▸ TASK BRIEF
Transcribe verbatim every line from the line containing "Put one point on every instance of the eyeglasses" to the end of the entries, including both endpoints. Output nothing beyond those lines.

▸ RECORDS SHOWN

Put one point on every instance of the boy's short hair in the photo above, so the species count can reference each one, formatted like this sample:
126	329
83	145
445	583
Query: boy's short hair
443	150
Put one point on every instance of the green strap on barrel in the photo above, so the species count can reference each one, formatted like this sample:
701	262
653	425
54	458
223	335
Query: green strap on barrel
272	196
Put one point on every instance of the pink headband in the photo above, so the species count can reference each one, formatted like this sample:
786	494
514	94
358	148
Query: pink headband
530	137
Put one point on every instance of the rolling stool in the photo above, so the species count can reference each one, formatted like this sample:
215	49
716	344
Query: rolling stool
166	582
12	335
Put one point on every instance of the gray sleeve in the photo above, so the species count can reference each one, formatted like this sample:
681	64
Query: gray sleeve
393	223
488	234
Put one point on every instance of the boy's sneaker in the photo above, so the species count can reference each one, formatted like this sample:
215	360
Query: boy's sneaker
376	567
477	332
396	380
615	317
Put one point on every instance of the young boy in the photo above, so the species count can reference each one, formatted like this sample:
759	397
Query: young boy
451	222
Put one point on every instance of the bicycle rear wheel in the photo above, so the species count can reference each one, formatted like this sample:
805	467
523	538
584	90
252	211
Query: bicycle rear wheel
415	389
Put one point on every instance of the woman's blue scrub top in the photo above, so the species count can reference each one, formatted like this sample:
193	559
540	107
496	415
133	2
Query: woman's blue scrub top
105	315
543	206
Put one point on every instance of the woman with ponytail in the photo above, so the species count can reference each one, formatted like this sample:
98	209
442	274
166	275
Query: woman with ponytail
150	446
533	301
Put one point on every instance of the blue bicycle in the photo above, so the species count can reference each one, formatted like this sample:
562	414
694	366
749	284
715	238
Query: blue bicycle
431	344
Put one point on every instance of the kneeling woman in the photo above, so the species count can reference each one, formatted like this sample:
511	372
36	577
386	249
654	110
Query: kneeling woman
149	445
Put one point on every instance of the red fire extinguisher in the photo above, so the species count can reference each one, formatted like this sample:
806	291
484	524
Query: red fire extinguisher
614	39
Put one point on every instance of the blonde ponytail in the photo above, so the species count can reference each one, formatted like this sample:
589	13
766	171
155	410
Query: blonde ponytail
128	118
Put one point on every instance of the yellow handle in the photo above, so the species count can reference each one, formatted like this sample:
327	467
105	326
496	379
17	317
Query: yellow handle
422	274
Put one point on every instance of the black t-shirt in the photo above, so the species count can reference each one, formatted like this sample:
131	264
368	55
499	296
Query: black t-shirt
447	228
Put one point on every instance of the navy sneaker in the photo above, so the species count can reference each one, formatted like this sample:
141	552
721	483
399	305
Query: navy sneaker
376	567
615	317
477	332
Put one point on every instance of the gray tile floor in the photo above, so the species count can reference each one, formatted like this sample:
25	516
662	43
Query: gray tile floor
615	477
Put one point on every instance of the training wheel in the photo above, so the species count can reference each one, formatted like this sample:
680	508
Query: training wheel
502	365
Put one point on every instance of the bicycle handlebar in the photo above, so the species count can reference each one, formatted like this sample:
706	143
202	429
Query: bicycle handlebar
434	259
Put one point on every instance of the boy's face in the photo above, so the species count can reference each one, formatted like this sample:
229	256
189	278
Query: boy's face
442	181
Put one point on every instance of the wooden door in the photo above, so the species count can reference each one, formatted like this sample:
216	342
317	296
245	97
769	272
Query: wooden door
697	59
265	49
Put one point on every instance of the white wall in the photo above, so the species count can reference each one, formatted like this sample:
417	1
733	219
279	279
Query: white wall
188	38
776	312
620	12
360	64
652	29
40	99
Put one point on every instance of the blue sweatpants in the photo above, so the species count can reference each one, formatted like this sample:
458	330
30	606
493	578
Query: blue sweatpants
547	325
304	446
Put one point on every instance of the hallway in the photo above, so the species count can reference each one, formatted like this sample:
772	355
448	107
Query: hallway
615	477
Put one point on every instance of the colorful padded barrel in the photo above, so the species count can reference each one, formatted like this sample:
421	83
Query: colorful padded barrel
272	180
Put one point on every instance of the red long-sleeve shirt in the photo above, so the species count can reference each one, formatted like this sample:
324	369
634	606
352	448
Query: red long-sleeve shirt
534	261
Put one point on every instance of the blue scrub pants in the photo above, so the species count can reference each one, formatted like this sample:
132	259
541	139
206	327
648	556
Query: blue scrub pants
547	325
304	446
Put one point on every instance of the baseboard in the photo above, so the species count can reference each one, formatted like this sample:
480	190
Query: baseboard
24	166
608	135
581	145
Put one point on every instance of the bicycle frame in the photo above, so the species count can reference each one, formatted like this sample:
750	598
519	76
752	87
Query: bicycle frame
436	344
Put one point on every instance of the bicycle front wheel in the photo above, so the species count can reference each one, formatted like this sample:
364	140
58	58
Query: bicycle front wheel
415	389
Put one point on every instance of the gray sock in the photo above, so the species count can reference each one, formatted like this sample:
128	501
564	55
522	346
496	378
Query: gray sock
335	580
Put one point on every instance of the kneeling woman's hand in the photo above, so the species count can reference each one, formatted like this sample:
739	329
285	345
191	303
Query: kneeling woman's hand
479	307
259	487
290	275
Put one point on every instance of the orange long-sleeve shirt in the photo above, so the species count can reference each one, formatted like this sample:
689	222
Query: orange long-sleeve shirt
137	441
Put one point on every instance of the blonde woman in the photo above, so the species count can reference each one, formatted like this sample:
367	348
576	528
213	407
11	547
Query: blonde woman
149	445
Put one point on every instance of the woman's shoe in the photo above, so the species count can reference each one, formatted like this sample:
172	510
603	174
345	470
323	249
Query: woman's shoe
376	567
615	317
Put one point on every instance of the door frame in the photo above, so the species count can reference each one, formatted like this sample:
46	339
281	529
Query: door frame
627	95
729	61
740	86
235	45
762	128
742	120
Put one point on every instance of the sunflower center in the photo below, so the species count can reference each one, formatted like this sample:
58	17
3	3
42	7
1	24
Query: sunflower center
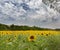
31	37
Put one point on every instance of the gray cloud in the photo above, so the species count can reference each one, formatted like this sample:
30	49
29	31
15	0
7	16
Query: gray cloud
28	12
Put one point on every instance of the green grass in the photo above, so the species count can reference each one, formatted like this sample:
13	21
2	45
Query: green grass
21	42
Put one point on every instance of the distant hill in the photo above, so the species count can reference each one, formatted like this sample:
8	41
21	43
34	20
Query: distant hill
16	27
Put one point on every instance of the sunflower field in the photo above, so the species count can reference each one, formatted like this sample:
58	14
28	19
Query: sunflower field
30	40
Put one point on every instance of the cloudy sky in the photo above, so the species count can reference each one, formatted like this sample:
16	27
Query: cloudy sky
30	12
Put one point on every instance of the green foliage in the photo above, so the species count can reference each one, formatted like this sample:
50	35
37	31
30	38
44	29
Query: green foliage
17	27
20	42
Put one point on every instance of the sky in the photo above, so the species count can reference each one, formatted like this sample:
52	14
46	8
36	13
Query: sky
29	12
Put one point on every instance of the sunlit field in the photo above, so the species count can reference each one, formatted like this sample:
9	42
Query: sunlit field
30	40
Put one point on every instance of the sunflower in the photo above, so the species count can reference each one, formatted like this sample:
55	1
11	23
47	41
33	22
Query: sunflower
32	38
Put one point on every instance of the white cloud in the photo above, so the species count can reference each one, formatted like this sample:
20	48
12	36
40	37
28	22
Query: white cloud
32	12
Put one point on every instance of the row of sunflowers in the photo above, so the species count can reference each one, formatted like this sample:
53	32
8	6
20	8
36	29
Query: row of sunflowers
29	40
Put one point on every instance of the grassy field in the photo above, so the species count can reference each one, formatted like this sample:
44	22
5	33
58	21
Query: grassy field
30	40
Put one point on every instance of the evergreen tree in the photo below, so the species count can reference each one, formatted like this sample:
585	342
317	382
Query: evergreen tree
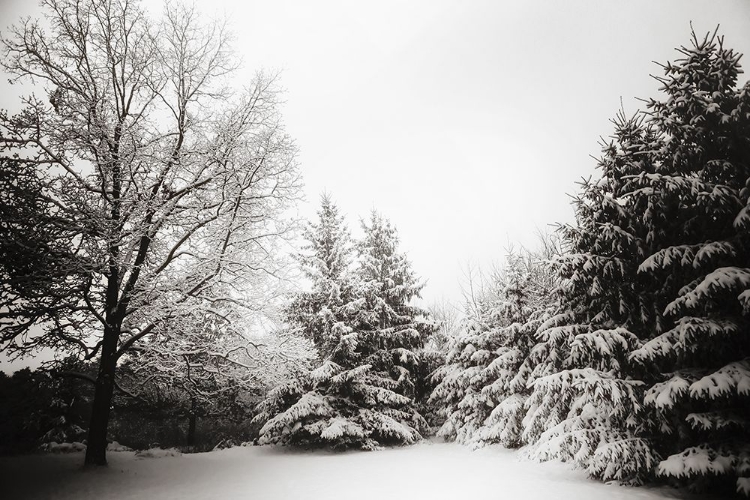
326	263
585	403
697	194
363	394
483	383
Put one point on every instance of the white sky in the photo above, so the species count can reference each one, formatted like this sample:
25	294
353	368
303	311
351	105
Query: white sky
465	122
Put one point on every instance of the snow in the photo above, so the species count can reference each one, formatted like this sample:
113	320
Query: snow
427	470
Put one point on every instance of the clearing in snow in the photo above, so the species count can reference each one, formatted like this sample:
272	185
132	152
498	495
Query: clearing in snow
426	470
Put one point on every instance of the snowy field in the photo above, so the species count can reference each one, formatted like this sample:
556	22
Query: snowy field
428	470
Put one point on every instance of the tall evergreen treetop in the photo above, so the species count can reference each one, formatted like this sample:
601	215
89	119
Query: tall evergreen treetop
387	282
326	262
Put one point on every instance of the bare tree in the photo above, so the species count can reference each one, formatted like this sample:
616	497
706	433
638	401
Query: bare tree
163	189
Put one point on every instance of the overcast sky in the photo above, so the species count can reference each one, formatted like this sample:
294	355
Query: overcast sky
467	123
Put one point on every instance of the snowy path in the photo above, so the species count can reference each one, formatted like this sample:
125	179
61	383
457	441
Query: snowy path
428	470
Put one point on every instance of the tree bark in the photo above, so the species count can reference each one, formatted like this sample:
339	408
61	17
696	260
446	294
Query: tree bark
96	449
191	423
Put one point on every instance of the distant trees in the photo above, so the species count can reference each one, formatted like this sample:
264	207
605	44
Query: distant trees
363	393
141	191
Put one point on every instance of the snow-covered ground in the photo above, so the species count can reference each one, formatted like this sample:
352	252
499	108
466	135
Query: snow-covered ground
428	470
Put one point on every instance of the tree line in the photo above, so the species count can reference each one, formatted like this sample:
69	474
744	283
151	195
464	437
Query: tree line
143	211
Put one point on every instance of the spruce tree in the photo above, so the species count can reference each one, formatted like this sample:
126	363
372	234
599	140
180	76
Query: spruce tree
326	262
698	194
363	394
483	384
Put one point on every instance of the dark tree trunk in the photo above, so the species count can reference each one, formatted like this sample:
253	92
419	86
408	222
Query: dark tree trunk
191	423
96	449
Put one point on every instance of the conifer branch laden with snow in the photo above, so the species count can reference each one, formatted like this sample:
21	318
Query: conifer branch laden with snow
362	394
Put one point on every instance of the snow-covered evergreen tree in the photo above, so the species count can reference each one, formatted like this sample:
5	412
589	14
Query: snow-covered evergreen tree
585	404
363	394
325	261
697	196
649	355
481	386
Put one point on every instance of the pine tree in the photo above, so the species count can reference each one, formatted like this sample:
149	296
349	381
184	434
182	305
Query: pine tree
698	193
585	403
363	394
482	385
319	313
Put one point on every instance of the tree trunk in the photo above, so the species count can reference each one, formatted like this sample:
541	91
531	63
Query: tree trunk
191	423
96	449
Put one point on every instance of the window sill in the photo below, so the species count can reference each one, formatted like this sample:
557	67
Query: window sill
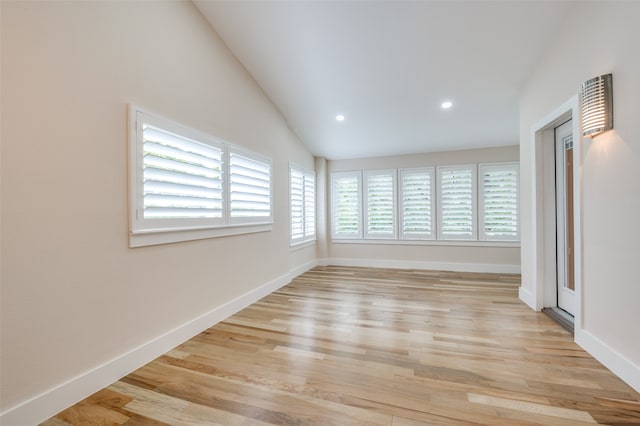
302	244
151	238
474	243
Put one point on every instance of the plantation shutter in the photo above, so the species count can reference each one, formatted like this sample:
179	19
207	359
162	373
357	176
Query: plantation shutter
296	203
182	178
380	195
346	199
249	187
499	202
417	204
457	198
309	206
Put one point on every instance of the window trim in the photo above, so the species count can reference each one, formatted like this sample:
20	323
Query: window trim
431	171
306	174
151	232
366	201
334	205
474	202
482	199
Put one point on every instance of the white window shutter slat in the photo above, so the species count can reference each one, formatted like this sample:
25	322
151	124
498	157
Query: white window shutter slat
457	203
416	204
499	202
380	196
346	205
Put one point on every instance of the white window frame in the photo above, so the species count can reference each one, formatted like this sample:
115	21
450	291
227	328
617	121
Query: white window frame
334	205
307	205
430	172
473	233
368	234
513	167
145	232
262	161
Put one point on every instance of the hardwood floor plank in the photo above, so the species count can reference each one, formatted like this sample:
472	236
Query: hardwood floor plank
359	346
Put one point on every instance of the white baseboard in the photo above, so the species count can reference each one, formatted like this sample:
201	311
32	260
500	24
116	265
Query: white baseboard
610	358
436	266
52	401
527	297
299	270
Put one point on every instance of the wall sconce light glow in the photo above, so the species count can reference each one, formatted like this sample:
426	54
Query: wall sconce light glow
597	105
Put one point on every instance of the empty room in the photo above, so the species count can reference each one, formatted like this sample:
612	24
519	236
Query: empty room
393	213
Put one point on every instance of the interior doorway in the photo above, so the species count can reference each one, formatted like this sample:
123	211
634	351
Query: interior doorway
556	248
564	196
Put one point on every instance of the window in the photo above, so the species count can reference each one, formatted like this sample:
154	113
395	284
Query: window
302	205
457	203
417	204
380	210
186	185
249	187
454	204
346	205
499	202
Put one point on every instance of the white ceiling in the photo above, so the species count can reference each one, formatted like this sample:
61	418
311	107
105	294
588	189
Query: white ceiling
388	65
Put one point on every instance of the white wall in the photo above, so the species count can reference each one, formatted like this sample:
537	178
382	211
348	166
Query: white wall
74	296
599	38
459	257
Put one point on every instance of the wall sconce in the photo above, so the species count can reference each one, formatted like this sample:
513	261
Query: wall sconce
597	105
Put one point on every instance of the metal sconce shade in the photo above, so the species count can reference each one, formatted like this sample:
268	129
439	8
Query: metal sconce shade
597	105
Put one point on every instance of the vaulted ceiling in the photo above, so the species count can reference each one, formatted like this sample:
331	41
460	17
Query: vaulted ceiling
387	66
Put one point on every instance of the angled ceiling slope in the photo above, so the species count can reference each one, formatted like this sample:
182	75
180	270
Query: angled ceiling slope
388	66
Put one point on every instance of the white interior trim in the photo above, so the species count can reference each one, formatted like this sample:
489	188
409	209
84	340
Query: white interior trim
56	399
569	109
425	265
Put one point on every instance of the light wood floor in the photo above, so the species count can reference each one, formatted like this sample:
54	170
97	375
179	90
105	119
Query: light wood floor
356	346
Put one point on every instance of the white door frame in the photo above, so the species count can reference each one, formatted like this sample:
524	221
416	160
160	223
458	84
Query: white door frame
544	268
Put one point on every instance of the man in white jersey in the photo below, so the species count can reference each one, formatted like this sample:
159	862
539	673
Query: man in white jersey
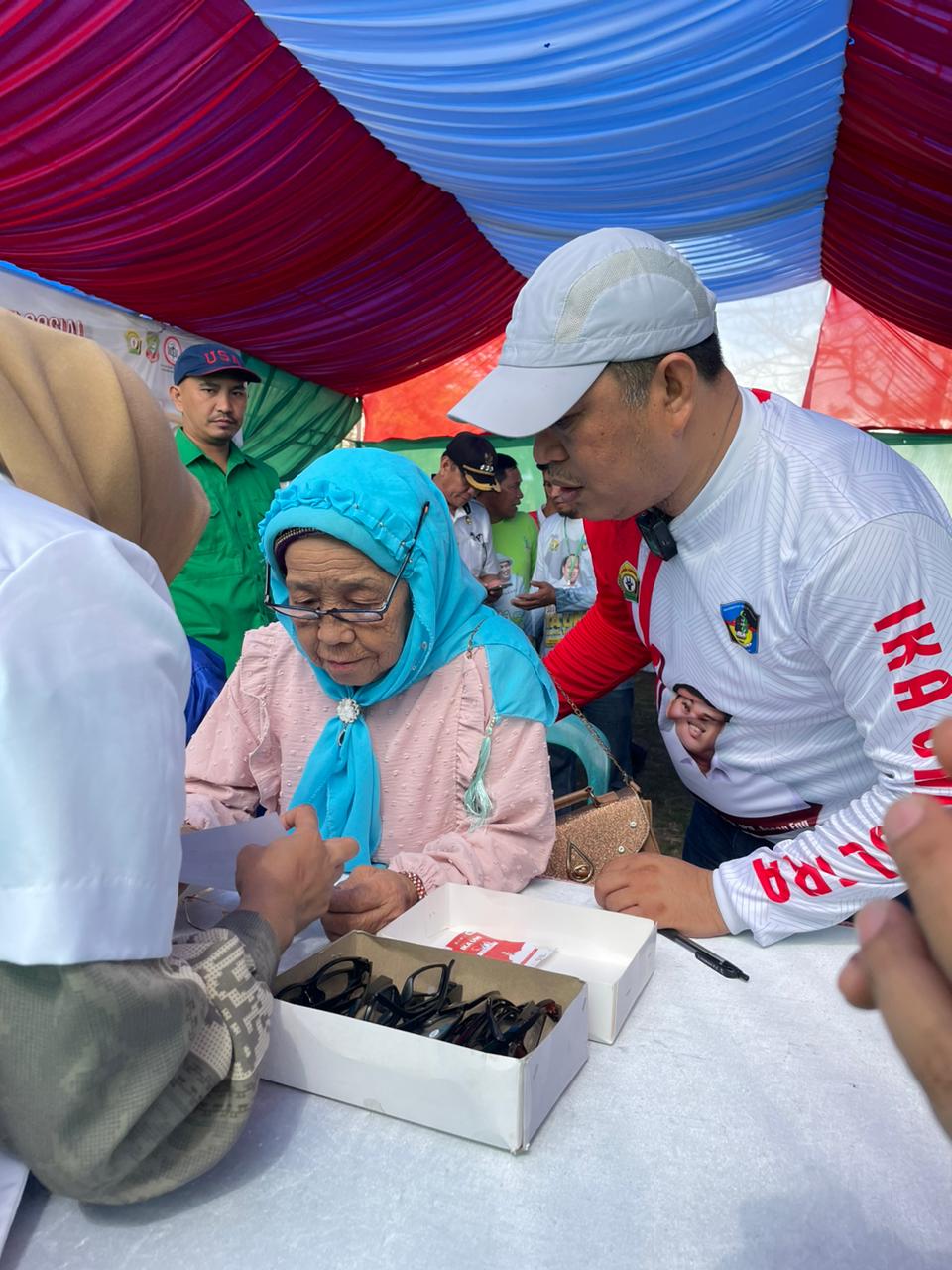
792	571
562	590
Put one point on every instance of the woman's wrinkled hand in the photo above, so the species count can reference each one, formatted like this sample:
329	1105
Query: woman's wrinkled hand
368	899
291	881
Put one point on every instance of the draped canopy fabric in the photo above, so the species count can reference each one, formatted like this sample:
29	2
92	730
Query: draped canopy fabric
352	190
708	125
172	158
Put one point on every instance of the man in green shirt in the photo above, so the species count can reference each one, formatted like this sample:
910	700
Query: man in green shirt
218	594
515	538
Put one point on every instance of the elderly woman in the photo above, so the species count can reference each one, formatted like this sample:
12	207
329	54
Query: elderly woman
390	698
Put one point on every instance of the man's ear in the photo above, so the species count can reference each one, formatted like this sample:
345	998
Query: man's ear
676	380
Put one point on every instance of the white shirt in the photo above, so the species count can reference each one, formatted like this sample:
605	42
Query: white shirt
94	675
474	536
843	554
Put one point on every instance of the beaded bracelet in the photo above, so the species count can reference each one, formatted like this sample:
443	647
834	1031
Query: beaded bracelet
417	884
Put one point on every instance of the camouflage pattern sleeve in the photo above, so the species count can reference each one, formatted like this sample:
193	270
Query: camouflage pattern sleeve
123	1080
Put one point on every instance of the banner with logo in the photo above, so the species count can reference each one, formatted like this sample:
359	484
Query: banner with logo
150	348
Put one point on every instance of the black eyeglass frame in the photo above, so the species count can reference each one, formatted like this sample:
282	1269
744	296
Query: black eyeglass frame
357	616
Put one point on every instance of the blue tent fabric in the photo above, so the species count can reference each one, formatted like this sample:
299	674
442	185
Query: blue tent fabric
710	125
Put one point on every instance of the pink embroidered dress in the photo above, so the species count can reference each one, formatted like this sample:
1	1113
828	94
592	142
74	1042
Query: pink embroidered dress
257	738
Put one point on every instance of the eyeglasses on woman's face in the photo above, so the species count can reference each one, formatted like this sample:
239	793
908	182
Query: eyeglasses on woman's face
356	613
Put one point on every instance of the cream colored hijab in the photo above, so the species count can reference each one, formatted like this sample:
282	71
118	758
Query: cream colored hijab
81	431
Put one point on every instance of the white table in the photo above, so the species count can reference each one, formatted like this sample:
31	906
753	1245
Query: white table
760	1125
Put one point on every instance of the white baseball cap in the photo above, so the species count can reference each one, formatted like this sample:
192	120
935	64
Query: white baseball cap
610	296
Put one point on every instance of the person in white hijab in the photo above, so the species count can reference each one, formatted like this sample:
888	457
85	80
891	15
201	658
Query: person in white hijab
128	1060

▸ ANSWER
Put one point on every instance of the eyeglasses on woman's face in the photo above, so the species count can reference each one, formatted like this sample:
239	793
908	182
Query: eyeglasses on woman's face
356	613
Put one point on every instance of the cream colored hijab in the photo above, so the species count can reference each one, formatted like this sample:
282	71
118	758
Query: cream colored hijab
81	431
Put one point on every instance of the white table in the photo above, so the species count can reference each one, formatted like this sample:
31	906
753	1245
Query: white table
760	1125
Put one point on every instance of the white baseball cap in the photo above, so the species count can reference each one, formatted like this sample:
192	120
935	64
Query: white baseball cap
610	296
Put one point on every instance of the person in white hijab in the photo above, so the species count can reference each one, formatted like this sample:
888	457
85	80
891	15
201	658
Query: person in white hijab
128	1060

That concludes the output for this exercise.